** Gestellte Aufgaben **
**a)** Gib alle wörtlichen Zitate, die im Bericht über das Viertelfinale in Anführungszeichen stehen, vollständig wieder.
**b)** Setze den Bericht über das Viertelfinale nach seinem letzten Satz fort.

━━━━━ Textauszug

Löw jubelt, Conte warnt Italien
Die DFB-Elf feiert im Viertelfinale einen historischen Erfolg mit 6:5 im Elfmeterschießen
Immer wieder sprach Joachim Löw in den vergangenen zwei Jahren davon, am Samstagabend besonders nachdrücklich. »Es war dringend notwendig« sagte er und wiederholte: »Dringend notwendig.« Der Bundestrainer meinte seine Umstellung in der Abwehr auf eine Dreierkette. Nur so habe man Italien im Viertelfinale bezwingen können. Im Großen bezog sich Löw auf die Weiterentwicklung des Systems und seiner Mannschaft, an der er seit dem Erfolg bei der WM 2014 arbeitet. »Wir können nicht immer nur dasselbe spielen, da werden wir auch für die Gegner zu ausrechenbar.«
In Bordeaux funktionierte es. Einen Sieg bei einem Turnier gegen eine italienische Nationalelf kann sich der Deutsche Fußball-Bund (DFB) zwar auch noch nicht in seine Statistik schreiben - die Partie endete offiziell nach 120 Minuten 1:1. Der Erfolg mit 6:5 nach dem Elfmeterschießen ist dennoch ein historischer: Zum ersten Mal setzte sich eine DFB-Auswahl bei einer WM oder EM in einem K.o.-Spiel gegen Italien durch.

━━━━━━━━━━
━━━━━ Datenteil

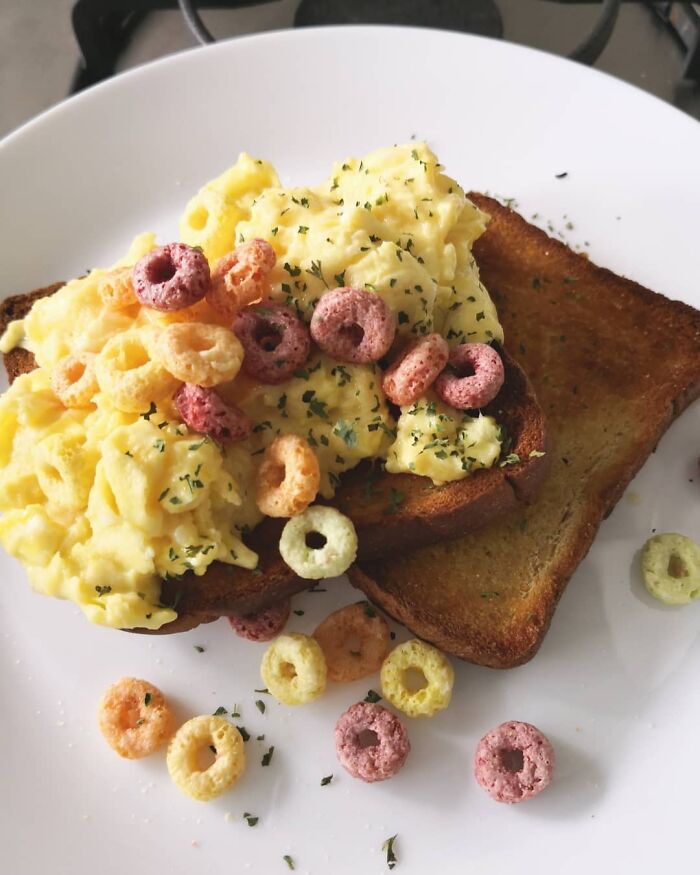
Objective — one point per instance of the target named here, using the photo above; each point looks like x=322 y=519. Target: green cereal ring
x=671 y=568
x=337 y=553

━━━━━━━━━━

** Antworten je Aufgabe **
**a)**
»Es war dringend notwendig«
»Dringend notwendig.«
»Wir können nicht immer nur dasselbe spielen, da werden wir auch für die Gegner zu ausrechenbar.«

**b)**
»Es war ein geiles Spiel«, freute sich Mats Hummels: »Im Nachhinein!« Denn vor allem für die Abwehr war es eine anspruchsvolle Partie. Hummels, Jerome Boateng und Benedikt Höwedes bildeten die Dreierkette. In der Defensivbewegung wurde daraus meist eine Fünferkette, die beiden Außenbahnspieler - Jonas Hector links und Joshua Kimmich rechts - wurden dann zu Außenverteidigern. Allzu oft hat das die Nationalelf noch nicht gespielt, und dann meist nicht besonders souverän. Aber Löw war sich sicher: »Wir mussten das Zentrum zumachen«, erklärte er nach dem Spiel, »das war nach dem Spiel der Italiener gegen Spanien mein erster Gedanke.«
Die Wirkung der Umstellung wurde vor allem am Spiel des Gegners sichtbar. Nur zwei wirklich gefährliche Chancen gestattete die DFB-Elf den Italienern. Bezeichnenderweise fiel der Ausgleich durch Leonardo Bonucci (78.) vom Elfmeterpunkt. Im Gegensatz zum überzeugenden Achtelfinalsieg gegen Spanien quälte sich Italien in der Offensive. Raum für Angriffe gab es selten, und wenn, dann auf dem linken Flügel, wo Kimmich und Höwedes einige Abstimmungsprobleme auf ihrer Abwehrseite hatten.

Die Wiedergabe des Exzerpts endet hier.